-- Start of PROVIDED ENTRIES --
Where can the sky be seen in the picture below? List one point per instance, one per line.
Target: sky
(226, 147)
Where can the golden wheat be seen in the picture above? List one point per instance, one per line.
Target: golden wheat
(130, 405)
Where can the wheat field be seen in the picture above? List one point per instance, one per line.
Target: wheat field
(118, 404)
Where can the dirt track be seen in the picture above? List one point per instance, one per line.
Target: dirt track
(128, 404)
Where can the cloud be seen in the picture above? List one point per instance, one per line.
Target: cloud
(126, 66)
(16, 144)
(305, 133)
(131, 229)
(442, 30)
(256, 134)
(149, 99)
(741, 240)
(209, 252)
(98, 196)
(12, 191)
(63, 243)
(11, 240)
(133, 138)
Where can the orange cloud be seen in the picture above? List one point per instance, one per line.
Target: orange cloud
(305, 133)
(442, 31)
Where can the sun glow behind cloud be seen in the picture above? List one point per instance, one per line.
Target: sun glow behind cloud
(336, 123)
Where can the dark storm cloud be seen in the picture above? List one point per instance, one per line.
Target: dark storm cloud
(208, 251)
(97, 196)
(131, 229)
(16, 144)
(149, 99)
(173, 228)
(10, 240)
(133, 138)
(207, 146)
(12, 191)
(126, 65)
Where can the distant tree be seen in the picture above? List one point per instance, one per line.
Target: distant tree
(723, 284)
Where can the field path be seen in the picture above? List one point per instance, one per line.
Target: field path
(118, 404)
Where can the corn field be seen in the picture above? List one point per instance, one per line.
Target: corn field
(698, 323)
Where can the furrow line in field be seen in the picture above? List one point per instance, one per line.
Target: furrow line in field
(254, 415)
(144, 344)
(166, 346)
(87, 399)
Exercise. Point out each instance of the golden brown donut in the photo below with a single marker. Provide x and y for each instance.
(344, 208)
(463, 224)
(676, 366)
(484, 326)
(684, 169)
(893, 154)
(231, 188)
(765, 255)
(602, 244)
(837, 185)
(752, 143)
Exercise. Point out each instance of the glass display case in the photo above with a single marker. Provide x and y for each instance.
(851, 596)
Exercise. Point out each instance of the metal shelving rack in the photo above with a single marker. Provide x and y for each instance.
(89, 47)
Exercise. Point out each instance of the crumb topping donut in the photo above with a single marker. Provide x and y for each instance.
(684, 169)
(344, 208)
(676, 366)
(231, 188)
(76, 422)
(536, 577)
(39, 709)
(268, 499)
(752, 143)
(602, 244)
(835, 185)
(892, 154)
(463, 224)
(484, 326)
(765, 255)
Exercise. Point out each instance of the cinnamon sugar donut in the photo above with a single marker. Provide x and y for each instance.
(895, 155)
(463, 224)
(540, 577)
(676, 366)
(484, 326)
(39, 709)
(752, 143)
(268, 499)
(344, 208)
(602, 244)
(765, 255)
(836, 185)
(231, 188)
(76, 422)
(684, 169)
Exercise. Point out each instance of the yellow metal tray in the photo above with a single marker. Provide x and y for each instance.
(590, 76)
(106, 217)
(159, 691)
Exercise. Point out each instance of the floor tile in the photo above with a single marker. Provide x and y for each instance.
-- End of PROVIDED ENTRIES --
## INSTRUCTION
Reproduce the material above word for word, keeping every line as it is.

## ANSWER TO THIS EXERCISE
Where can the sky be seen in the picture below? List one point per instance, one per line.
Target: sky
(226, 147)
Where can the golden wheat be seen in the picture above? List one point per instance, one per line.
Target: golden wheat
(130, 405)
Where can the wheat field be seen in the picture above? List one point per instance, one per line.
Target: wheat field
(118, 404)
Where can the dirt track be seen in the picture above? List one point per instance, one per line.
Target: dirt track
(128, 404)
Where can the cloud be seen in the picture above? List one point per instance, one per line.
Target: cloud
(126, 66)
(16, 144)
(305, 133)
(131, 229)
(442, 30)
(256, 134)
(149, 99)
(741, 240)
(209, 252)
(98, 196)
(12, 191)
(63, 243)
(11, 240)
(133, 138)
Where can the orange cloud be seen in the picture above? List one point per instance, one per line.
Target: orange cloud
(305, 133)
(442, 31)
Where can the sun glow behind cloud be seen in the picture above? List one point per instance, one per line.
Target: sun glow behind cloud
(336, 123)
Where can the dark storm cloud be seen in the picture above? List one point per instance, one per line.
Target: dark storm cloud
(208, 251)
(97, 196)
(131, 229)
(16, 144)
(149, 99)
(173, 228)
(10, 240)
(133, 138)
(207, 146)
(12, 191)
(126, 65)
Where can the distant tree be seen in the picture above? List one point per instance, one per line.
Target: distant tree
(723, 284)
Where can the field path be seen in the picture above? List one point per instance, one per line.
Target: field path
(118, 404)
Where can the corn field be seen in the picture above? List one point per instance, one per line.
Target: corn field
(698, 323)
Where can the furrow line in field be seen in the picture above? List one point per instance, one per line.
Target: furrow line in field
(254, 415)
(144, 344)
(166, 346)
(87, 399)
Exercise. Point out each instance of the golden brown donut in the photo below with a single marker. Provide x and y for each instance.
(344, 208)
(463, 224)
(676, 366)
(484, 326)
(684, 169)
(893, 154)
(231, 188)
(765, 255)
(602, 244)
(837, 185)
(752, 143)
Exercise. Point out each instance of the glass display case in the photo above with a single marker. Provide x and y for each instance.
(851, 596)
Exercise. Point out each instance of the metal shelving rack in the photo above with a single marker. Provide x and y for each instance.
(89, 47)
Exercise. Point out each instance of the crumb topping donut in the photo above with a single marker. Provide x and y for each instance.
(684, 169)
(344, 208)
(676, 366)
(231, 188)
(76, 422)
(536, 577)
(39, 709)
(268, 499)
(752, 143)
(602, 244)
(835, 185)
(892, 154)
(463, 224)
(484, 326)
(765, 255)
Exercise. Point out each instance of the cinnamon sugar donut in the photo above with a single marker. Provide x and y for each instance.
(895, 155)
(463, 224)
(540, 577)
(676, 366)
(484, 326)
(39, 709)
(752, 143)
(268, 499)
(344, 208)
(602, 244)
(765, 255)
(836, 185)
(231, 188)
(76, 422)
(684, 169)
Exercise. Point out each instance of the yellow metal tray in the photo above with a single marker. Provide x and y for each instance.
(590, 76)
(106, 217)
(159, 691)
Exercise. Point out each instance of the floor tile in the photo above with a single marker. Provide x and y for each instance.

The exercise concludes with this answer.